GIVEN INSTRUCTION:
Could you express each line of the material below as a numbered list, leaving out blank lines and omitting the pictures?

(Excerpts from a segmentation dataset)

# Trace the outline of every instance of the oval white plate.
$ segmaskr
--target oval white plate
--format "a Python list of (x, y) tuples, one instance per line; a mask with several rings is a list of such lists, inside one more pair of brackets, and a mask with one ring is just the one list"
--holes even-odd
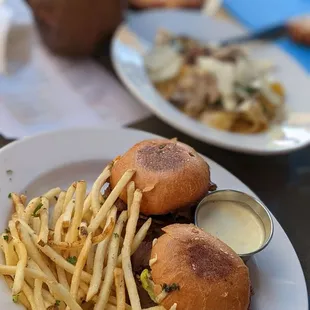
[[(28, 198), (48, 189), (67, 188), (75, 180), (89, 184), (102, 168), (133, 144), (155, 136), (130, 129), (75, 129), (41, 134), (14, 142), (0, 150), (0, 232), (11, 212), (8, 193), (27, 191)], [(212, 180), (220, 189), (232, 188), (253, 194), (227, 170), (206, 158)], [(12, 170), (12, 175), (7, 171)], [(251, 310), (308, 310), (304, 275), (285, 232), (274, 219), (270, 245), (250, 262), (255, 295)], [(0, 281), (0, 308), (17, 309), (4, 281)]]
[(245, 33), (235, 25), (190, 11), (154, 10), (130, 15), (128, 23), (120, 26), (114, 36), (113, 64), (128, 89), (158, 117), (195, 138), (236, 151), (275, 154), (310, 143), (310, 78), (287, 54), (272, 45), (262, 46), (253, 52), (253, 56), (270, 59), (277, 65), (276, 76), (287, 93), (288, 120), (262, 134), (224, 132), (181, 113), (152, 86), (145, 72), (143, 55), (152, 46), (160, 27), (205, 42)]

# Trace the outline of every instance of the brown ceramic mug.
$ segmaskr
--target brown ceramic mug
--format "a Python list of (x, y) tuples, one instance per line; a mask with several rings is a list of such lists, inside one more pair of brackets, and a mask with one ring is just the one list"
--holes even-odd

RESULT FOR THIS EXERCISE:
1. # Trace the outline of every instance of the oval white plate.
2. $ segmaskr
3. --target oval white plate
4. --format "a Python list of (x, y) tuples, one instance per line; a mask with several rings is a list of such lists, inside one more pair of brackets, and a mask with one ring is just the one list"
5. --holes even-odd
6. [[(28, 198), (48, 189), (67, 188), (75, 180), (89, 184), (102, 168), (133, 144), (155, 136), (130, 129), (75, 129), (41, 134), (14, 142), (0, 150), (0, 232), (11, 212), (8, 193), (27, 191)], [(212, 180), (220, 189), (232, 188), (253, 194), (227, 170), (206, 158)], [(12, 170), (12, 175), (7, 171)], [(251, 310), (308, 310), (304, 275), (285, 232), (274, 219), (270, 245), (250, 262), (255, 295)], [(0, 281), (0, 308), (17, 309), (4, 281)]]
7. [(245, 33), (235, 25), (190, 11), (154, 10), (130, 15), (128, 23), (120, 26), (114, 36), (113, 64), (128, 89), (158, 117), (195, 138), (236, 151), (275, 154), (310, 143), (310, 78), (287, 54), (272, 45), (262, 46), (253, 52), (253, 56), (270, 59), (277, 65), (276, 76), (287, 93), (288, 120), (262, 134), (224, 132), (181, 113), (152, 86), (145, 72), (143, 55), (152, 46), (160, 27), (205, 42)]
8. # Trace the outline of every instance of the brown ceramic mug.
9. $ segmaskr
10. --target brown ceramic mug
11. --format "a Python list of (x, y) tuples, one instance per line; a mask with several rings is a list of such lists, inside one more pair of brackets, and a mask with one ring is just the one list"
12. --holes even-odd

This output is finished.